Al día siguiente del comienzo de la primavera, y por espacio de 24 horas, el Che tomó el pequeño caserío de Alto Seco. Los 140 habitantes fueron sus rehenes. Nadie podía salir del lugar. Sabía que los campesinos bolivianos delataban su posición a cada paso, por más que intentara sobornarlos. Así señala la carta de una mujer que interceptó el Ejército un poco antes: “Estoy muy nerviosa y desgraciadamente llegó el día que conocí a los guerrilleros. Están ahora aquí, son 25, tienen armas desconocidas, su barba llega hasta su pecho. Dicen que están de paso a Alto Seco y piensan ir a Vallegrande. Hay 2 enfermos y no pueden andar; están con mulos, caballos y perros. Para dormir se botan en el suelo como animales, y tienen su idioma que se entienden entre ellos…”
A pesar del cerco, un habitante llamado Ireneo Cortez hizo escapar a un peón suyo junto a un campesino de la localidad cercana de Pucará. Muy pronto se toparon con un vehículo de la Compañía Florida del Ejército. En el poblado, el Che, junto a Inti -uno de sus combatientes- intentaban explicar su revolución a los campesinos. Como en toda su campaña, lo único que recibió fueron miradas de piedra y ninguna adhesión.
Al amanecer del día 23, con la guía de un joven llamado Rogelio Gálvez se marcharon hacia Santa Elena, al noroeste. Los miembros del escuadrón Braun del Ejército que llegaron el 24 a Alto Seco emitieron un parte: “Irineo Cortez informó que 30 rojos se encontraban en Alto Seco, amanecieron en su estancia, se proveyeron de víveres, tijeras y máquinas de afeitar, vestían uniforme verde olivo. Llevan dos cajones de dinamita… El jefe era un rubio alto de 1.70… Ellos en su mayoría estaban flacos y pálidos. El día 22 reunieron a los campesinos y ofrecieron 1.000 pesos bolivianos para enrolarse, indicaron que eran 150″.
El rumbo que tomó el Che lo llevaba hacia Vallegrande. Su idea era alcanzar los ríos San Lorenzo y Piramirí, y para eso debía aventurarse en una zona donde la naturaleza no le brindaba refugio. Ser fácilmente detectable fue un error decisivo -el último de muchos que cometió- que lo llevó directo a la muerte.
El Ejército envió una unidad de 41 hombres a buscarlos, al mando de un subteniente de apellido Galindo. El 26 de septiembre localizó a una columna llegando a La Higuera: era el Che. Al mediodía divisaron seis hombres que salían de ese poblado en busca de mulas. Los emboscaron. Al combate se lo conoce como el de Khara Khara.

Entradas proporcionadas >>
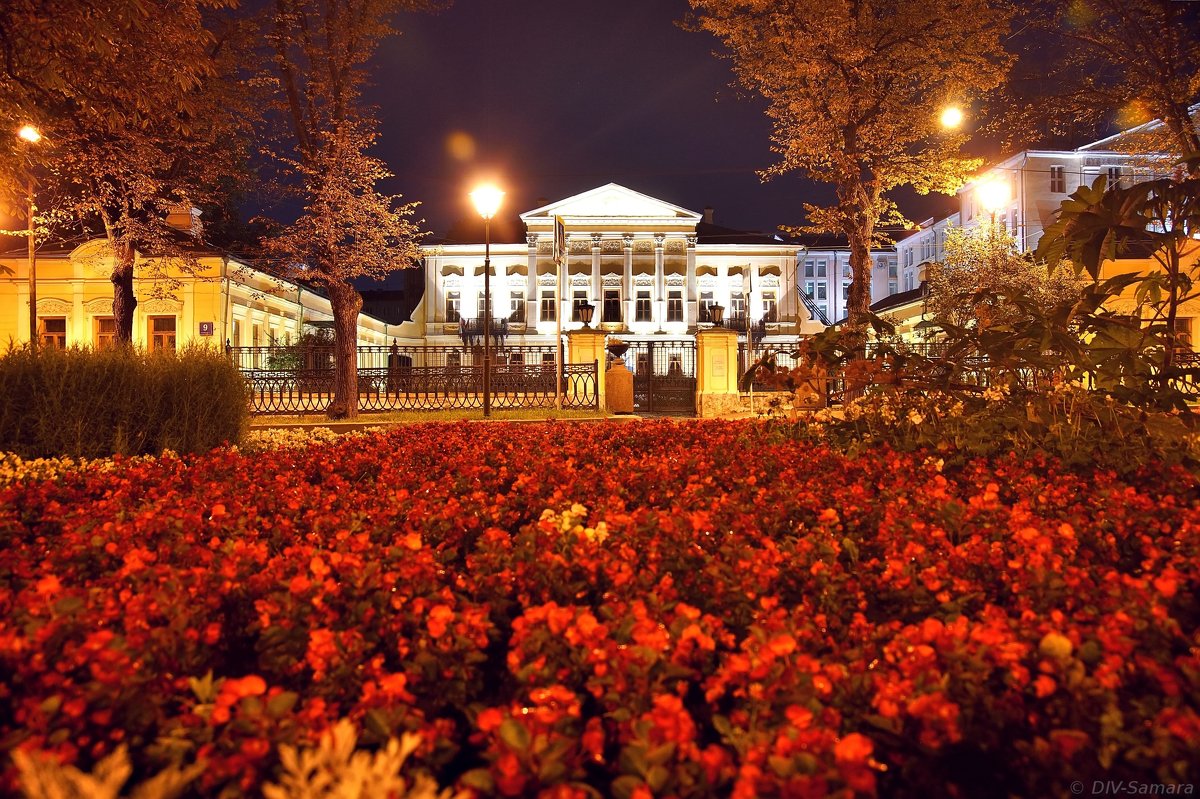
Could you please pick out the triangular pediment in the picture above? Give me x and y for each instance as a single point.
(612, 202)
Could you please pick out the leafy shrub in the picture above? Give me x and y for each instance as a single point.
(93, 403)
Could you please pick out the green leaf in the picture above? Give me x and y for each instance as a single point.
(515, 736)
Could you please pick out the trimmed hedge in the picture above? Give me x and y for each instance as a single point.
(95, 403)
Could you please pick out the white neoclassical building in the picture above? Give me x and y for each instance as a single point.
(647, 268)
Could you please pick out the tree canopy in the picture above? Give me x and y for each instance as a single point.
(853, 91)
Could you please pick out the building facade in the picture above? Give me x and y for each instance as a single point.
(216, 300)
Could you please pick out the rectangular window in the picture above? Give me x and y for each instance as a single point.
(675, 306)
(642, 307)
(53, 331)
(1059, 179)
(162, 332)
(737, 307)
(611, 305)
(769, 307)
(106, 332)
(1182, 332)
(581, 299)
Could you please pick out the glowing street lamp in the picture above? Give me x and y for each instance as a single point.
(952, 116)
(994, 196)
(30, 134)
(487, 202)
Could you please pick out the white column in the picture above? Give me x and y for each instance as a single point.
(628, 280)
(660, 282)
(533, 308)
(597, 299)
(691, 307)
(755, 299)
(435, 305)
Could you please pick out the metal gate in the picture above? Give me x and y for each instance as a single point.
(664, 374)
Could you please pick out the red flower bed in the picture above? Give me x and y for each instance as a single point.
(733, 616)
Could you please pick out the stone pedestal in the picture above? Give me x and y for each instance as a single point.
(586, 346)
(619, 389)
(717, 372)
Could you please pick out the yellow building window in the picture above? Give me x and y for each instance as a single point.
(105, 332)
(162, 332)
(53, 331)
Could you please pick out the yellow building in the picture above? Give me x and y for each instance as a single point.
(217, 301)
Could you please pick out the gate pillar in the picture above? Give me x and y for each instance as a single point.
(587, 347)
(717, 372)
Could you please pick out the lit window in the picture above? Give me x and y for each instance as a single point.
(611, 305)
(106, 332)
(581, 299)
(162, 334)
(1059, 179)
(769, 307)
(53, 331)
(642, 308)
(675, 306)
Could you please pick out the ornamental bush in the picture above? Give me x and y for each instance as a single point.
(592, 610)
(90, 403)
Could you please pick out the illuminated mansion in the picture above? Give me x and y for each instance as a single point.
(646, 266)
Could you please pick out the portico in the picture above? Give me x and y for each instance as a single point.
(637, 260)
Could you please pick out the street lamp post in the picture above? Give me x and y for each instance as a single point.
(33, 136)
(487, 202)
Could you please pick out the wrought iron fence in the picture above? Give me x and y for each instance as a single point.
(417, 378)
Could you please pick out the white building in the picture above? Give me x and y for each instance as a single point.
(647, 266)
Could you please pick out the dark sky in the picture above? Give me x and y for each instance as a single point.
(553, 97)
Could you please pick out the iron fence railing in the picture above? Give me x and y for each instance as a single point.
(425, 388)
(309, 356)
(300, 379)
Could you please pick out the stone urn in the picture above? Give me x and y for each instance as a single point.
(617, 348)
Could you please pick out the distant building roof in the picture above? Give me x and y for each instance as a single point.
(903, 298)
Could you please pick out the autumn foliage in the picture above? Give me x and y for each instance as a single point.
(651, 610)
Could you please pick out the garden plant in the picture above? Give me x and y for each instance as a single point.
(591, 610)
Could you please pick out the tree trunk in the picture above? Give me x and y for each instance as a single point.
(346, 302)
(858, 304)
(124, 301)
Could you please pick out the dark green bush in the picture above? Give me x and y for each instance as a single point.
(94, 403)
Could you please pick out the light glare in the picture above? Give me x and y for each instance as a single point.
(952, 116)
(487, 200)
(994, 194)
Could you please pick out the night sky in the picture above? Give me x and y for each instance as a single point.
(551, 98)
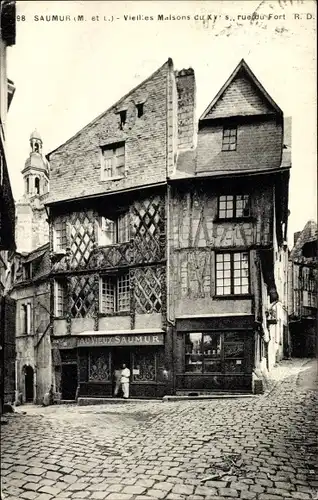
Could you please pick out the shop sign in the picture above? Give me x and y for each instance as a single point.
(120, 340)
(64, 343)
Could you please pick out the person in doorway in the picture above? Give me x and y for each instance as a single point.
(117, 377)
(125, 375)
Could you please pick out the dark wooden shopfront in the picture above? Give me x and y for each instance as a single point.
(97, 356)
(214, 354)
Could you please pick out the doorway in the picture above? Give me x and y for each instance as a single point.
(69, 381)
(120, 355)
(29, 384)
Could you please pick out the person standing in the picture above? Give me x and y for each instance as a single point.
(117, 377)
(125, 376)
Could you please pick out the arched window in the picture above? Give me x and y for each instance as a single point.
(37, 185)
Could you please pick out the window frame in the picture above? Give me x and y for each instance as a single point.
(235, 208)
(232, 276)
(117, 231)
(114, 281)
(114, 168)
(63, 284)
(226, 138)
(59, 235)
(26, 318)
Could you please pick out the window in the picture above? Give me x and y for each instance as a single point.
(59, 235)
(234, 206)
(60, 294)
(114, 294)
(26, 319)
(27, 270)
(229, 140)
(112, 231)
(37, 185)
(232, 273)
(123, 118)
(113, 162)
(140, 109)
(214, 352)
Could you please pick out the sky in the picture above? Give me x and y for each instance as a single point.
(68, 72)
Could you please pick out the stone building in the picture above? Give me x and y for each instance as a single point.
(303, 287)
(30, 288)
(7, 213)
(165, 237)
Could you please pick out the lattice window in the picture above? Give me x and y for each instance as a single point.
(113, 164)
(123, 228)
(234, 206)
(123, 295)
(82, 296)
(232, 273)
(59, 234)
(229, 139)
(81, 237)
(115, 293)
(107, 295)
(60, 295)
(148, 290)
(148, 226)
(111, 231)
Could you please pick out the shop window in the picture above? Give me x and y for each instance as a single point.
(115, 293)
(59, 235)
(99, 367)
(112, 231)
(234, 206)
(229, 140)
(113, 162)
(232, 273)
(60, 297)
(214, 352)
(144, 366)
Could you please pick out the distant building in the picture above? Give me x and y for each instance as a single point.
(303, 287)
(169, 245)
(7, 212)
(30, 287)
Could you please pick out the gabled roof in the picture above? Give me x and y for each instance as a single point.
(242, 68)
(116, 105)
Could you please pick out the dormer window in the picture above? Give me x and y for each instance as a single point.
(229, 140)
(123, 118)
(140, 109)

Tarea a realizar >>
Retoma el texto sobre los últimos días del Che en Bolivia y continúalo a partir de su última oración.

Resultado del ejercicio >>
Instantes más tarde, el Che Guevara, que había oído los disparos, recibió la noticia: Coco, (Roberto Peredo Leigue), Miguel (el capitán cubano Manuel Fernández) y Julio (el boliviano Mario Gutiérrez Ardaya) estaban muertos; Benigno herido de bala y Pablito fracturado. Camba y León aprovecharon para desertar. Perdieron, además, seis mochilas.
A esa altura, sólo quedaban 17 insurgentes, entre los que había 4 heridos y dos enfermos (entre ellos el propio Che, enloquecido por el asma y la falta de medicamentos). Desde que comenzaron la aventura guerrillera boliviana, habían tenido 21 muertos, 10 prisioneros, 2 ahogados, un fusilado por ellos mismos, un desaparecido, todos sus campamentos (“cuevas”) descubiertos, ninguna radio para comunicarse y la posible contención de una red urbana desbaratada. Los Rangers del Ejército disponían de mil efectivos para darles caza. La fatigosa ruta de la guerrilla buscaba llegar al río Grande, aunque para ello debían trepar hasta zonas más descubiertas. Pero en su desesperación veían que era tomar ese riesgo o entregarse.
El día 27, la compañía a cargo del capitán Gary Prado capturó a Camba (Orlando Jiménez Bazán), y el 30, un grupo de obreros del Servicio Nacional de Caminos hicieron lo mismo con León (Antonio Domínguez Flores). Ambos fueron interrogados y relataron la situación del grupo de sobrevivientes. El final del Che se acercaba.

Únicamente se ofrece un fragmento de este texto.